▶ _Texto de origen_:
--------------------------------

In [None]:
from datetime import date
import calendar as c
import pandas as pd
import numpy as np

In [None]:
pd.set_option('display.max_rows', 500)
pd.set_option('display.max_columns', 1500)
pd.options.display.max_colwidth = 100000

#### Para testear las funciones, levanto los dataframes originales

In [None]:
df_pageviews = pd.read_csv('data/pageviews.csv', parse_dates=['FEC_EVENT'])
df_adoption = pd.read_csv("./data/conversiones.csv")
year = 2018
mes_snapshot = 9

def universo_train(df):
    universo = pd.DataFrame()
    universo['user_id'] = df.USER_ID.unique()
    universo['snapshot_mes'] = mes_snapshot
    return universo

universo = universo_train(df_pageviews)

In [None]:
def _sum_campo_user(df_pageviews, campo):
    temp = pd.crosstab(df_pageviews.user_id, df_pageviews[campo])
    temp.columns = [campo + "_" + str(v) for v in temp.columns]
    temp = temp.reset_index()
    temp = _df_refactor(temp)
    return temp

In [None]:
def _df_refactor(df_temp):
    df_union = pd.merge(universo, df_temp, how='left', left_on=['user_id'], right_on=['user_id'])
    df_union = df_union.drop(['snapshot_mes'], axis=1)
    df_union = df_union.sort_values('user_id')

--------------------------------

Copia tal cual el tramo del código de pandas que empieza con "pd.set_option('display.max_columns', 1500)" y sigue hasta "universo = pd.DataFrame()".

▶ _Información extraída_:
--------------------------------

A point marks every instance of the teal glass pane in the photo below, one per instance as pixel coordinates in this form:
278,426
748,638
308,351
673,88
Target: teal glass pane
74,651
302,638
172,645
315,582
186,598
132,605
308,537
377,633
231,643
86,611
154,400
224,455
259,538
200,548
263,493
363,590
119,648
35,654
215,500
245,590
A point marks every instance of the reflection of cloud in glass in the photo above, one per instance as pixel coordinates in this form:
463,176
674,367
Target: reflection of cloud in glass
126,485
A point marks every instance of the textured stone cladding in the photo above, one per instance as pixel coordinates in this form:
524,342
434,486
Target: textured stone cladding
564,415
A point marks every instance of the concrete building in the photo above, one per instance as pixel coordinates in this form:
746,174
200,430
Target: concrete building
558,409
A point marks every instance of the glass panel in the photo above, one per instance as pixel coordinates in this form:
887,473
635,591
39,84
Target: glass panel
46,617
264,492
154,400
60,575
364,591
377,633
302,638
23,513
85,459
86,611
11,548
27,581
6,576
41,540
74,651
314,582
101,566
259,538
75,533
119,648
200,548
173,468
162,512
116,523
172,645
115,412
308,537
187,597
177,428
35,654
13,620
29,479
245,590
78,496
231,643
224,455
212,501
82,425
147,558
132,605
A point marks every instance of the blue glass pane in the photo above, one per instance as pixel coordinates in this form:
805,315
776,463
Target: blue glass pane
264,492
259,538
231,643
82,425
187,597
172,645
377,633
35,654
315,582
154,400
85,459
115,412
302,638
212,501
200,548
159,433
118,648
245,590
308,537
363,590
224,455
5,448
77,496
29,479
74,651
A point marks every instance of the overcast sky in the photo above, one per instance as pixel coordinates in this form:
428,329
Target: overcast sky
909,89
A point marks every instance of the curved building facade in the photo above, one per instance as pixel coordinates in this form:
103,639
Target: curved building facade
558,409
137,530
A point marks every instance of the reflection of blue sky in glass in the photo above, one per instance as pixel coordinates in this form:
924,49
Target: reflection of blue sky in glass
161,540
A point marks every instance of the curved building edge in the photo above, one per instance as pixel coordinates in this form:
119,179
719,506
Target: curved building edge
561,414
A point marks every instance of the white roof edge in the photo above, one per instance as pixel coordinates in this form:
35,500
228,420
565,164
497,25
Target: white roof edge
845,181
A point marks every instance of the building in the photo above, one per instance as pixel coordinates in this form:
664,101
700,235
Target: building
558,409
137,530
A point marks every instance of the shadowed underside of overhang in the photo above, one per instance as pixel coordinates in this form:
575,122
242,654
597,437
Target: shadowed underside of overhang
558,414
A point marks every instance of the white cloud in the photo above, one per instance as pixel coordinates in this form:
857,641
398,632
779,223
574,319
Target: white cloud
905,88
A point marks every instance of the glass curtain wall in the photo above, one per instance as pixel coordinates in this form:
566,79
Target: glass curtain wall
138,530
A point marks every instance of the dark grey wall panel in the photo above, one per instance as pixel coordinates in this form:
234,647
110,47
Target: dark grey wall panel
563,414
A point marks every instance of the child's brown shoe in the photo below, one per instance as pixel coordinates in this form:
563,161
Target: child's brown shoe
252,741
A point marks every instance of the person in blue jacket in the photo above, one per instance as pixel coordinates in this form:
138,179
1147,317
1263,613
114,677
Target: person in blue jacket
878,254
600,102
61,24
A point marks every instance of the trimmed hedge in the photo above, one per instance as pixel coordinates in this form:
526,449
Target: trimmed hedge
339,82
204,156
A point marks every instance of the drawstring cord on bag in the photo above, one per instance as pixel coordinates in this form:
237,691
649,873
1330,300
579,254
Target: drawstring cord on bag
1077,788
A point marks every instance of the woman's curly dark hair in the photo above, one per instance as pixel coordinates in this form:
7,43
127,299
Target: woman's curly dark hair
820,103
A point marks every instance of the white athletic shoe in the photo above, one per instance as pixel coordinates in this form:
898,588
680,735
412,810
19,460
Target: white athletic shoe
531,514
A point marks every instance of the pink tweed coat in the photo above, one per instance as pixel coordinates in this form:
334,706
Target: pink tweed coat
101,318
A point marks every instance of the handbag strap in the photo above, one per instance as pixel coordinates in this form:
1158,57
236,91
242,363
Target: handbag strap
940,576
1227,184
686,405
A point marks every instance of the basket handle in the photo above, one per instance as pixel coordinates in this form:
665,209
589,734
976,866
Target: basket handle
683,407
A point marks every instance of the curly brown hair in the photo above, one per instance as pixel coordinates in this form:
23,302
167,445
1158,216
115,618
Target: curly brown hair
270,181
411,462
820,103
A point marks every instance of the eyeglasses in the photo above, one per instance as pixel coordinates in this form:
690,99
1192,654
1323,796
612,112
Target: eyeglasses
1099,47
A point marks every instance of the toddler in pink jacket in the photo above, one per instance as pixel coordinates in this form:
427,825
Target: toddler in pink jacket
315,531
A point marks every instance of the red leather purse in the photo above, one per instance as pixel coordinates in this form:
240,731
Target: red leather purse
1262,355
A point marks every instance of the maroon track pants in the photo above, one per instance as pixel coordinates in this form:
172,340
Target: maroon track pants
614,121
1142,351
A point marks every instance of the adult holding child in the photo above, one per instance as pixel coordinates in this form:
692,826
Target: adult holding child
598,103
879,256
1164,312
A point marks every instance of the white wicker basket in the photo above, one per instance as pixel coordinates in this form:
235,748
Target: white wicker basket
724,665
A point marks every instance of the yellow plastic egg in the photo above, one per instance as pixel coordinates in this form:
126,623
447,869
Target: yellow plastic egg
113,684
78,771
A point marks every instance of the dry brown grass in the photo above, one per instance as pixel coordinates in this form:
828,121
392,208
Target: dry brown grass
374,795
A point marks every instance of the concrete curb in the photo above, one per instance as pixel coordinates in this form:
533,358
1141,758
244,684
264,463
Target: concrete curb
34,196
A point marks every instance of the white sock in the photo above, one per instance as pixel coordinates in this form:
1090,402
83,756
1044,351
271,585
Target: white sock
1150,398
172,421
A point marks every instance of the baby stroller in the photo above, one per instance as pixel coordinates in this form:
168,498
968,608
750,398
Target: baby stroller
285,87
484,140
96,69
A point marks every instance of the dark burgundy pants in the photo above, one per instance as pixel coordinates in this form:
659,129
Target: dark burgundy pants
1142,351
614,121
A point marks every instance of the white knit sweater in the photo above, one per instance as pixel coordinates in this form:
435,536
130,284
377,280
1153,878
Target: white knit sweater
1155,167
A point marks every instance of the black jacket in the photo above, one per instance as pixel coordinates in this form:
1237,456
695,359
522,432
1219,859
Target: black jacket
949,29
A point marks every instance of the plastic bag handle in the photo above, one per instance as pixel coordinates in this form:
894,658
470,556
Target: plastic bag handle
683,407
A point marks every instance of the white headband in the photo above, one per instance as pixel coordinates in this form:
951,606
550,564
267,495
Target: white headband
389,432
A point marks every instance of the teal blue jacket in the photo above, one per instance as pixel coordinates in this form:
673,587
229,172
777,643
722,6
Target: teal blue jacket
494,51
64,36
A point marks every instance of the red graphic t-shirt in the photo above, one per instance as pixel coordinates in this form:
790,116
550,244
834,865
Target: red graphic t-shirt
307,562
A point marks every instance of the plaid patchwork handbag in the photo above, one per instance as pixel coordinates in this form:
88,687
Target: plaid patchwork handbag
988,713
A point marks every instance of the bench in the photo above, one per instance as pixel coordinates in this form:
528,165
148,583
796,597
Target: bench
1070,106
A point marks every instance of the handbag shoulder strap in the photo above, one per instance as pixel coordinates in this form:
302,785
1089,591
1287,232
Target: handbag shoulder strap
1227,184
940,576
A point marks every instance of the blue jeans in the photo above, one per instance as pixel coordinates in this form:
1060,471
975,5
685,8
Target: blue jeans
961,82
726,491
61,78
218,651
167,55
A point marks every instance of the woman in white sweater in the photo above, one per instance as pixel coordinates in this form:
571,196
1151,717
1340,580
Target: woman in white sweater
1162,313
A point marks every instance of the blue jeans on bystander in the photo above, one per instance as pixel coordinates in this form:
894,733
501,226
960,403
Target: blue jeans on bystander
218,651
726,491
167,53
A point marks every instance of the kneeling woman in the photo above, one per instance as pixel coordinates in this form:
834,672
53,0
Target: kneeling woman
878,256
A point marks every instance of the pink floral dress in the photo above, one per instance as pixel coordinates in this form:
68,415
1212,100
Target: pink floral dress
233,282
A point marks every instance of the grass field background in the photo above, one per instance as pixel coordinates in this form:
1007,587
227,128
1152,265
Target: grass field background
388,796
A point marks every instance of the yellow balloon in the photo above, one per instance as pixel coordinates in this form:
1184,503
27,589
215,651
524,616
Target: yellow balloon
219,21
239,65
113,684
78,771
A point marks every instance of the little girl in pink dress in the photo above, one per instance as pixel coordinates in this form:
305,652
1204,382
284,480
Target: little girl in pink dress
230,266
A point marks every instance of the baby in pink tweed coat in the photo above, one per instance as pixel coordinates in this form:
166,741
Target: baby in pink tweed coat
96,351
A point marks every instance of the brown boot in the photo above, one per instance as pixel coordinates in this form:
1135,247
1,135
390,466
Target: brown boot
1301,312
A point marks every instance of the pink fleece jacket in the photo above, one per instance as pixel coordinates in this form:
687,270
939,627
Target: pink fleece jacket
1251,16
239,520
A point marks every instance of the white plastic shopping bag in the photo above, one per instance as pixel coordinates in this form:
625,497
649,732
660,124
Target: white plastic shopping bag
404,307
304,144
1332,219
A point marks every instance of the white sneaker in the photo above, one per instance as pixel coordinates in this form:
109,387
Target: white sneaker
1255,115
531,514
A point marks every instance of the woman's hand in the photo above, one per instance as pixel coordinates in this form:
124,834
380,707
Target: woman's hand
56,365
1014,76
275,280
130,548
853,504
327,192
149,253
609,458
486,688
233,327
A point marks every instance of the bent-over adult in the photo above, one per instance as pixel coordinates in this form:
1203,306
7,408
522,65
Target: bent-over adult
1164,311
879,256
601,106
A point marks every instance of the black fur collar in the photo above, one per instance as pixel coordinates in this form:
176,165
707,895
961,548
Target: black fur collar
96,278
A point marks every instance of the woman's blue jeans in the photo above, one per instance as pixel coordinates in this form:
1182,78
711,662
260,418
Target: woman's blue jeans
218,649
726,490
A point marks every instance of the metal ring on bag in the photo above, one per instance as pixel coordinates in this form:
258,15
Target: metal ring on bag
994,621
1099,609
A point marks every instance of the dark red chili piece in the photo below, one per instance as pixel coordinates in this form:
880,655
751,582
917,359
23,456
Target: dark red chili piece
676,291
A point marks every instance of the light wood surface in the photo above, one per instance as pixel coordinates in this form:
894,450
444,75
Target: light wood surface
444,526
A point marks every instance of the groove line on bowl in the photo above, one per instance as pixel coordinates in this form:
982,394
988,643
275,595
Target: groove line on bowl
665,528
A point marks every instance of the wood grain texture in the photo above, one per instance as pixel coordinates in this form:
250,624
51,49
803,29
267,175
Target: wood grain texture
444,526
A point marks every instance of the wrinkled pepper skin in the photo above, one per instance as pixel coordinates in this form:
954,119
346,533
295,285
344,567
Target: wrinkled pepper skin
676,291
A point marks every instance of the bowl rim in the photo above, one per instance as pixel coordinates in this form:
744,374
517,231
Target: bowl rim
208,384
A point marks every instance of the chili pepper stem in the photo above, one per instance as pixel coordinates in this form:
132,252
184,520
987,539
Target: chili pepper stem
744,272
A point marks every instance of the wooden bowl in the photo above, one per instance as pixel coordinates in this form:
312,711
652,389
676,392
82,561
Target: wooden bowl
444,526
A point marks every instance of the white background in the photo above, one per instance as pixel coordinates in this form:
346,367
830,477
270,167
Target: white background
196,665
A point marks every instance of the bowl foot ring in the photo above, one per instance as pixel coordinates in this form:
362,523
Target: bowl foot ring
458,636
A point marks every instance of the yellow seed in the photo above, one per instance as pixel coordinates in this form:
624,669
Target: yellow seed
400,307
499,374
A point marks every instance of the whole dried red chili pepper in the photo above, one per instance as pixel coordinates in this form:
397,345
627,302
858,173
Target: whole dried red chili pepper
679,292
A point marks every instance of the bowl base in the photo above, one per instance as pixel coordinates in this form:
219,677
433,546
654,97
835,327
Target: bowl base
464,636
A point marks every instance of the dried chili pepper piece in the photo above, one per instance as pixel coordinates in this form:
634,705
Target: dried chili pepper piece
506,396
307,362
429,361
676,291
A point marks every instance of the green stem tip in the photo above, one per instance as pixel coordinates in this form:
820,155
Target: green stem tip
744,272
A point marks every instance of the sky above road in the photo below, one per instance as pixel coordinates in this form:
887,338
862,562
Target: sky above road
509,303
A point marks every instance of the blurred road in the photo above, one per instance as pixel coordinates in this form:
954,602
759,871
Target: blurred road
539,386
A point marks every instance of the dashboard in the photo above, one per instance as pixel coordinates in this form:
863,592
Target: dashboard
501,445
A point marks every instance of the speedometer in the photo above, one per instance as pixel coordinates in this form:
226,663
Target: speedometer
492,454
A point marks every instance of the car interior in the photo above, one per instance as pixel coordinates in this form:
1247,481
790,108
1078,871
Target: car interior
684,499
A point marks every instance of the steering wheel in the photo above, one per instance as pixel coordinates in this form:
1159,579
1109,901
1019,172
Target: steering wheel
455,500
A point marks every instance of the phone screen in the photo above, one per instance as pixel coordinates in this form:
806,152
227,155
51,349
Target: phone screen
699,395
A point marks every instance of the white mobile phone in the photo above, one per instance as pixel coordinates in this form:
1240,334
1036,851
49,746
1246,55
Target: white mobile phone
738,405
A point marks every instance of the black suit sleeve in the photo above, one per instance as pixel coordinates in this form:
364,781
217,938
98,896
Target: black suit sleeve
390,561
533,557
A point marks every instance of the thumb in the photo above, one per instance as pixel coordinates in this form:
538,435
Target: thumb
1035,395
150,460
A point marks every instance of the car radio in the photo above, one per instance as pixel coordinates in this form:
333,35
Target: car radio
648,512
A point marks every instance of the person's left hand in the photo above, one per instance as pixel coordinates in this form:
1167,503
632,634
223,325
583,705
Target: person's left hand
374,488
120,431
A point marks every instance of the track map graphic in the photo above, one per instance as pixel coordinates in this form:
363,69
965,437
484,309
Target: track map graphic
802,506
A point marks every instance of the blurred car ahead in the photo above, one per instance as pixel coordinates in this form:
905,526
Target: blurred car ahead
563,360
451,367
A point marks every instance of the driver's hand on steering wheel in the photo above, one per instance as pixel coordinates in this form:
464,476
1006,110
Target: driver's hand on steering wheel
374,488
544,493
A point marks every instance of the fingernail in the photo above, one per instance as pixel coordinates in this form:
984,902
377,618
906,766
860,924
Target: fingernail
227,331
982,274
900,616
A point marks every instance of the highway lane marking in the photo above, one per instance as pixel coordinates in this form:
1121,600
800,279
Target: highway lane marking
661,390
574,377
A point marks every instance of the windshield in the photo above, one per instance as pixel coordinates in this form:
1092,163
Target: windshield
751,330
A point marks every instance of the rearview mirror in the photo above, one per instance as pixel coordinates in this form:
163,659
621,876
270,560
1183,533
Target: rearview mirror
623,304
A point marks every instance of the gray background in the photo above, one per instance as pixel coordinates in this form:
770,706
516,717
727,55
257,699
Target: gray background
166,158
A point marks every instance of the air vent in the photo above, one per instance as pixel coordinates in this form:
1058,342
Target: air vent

--------------------------------

▶ _Respuesta escrita_:
pd.set_option('display.max_columns', 1500)
pd.options.display.max_colwidth = 100000

#### Para testear las funciones, levanto los dataframes originales

In [None]:
df_pageviews = pd.read_csv('data/pageviews.csv', parse_dates=['FEC_EVENT'])
df_adoption = pd.read_csv("./data/conversiones.csv")
year = 2018
mes_snapshot = 9

def universo_train(df):
    universo = pd.DataFrame()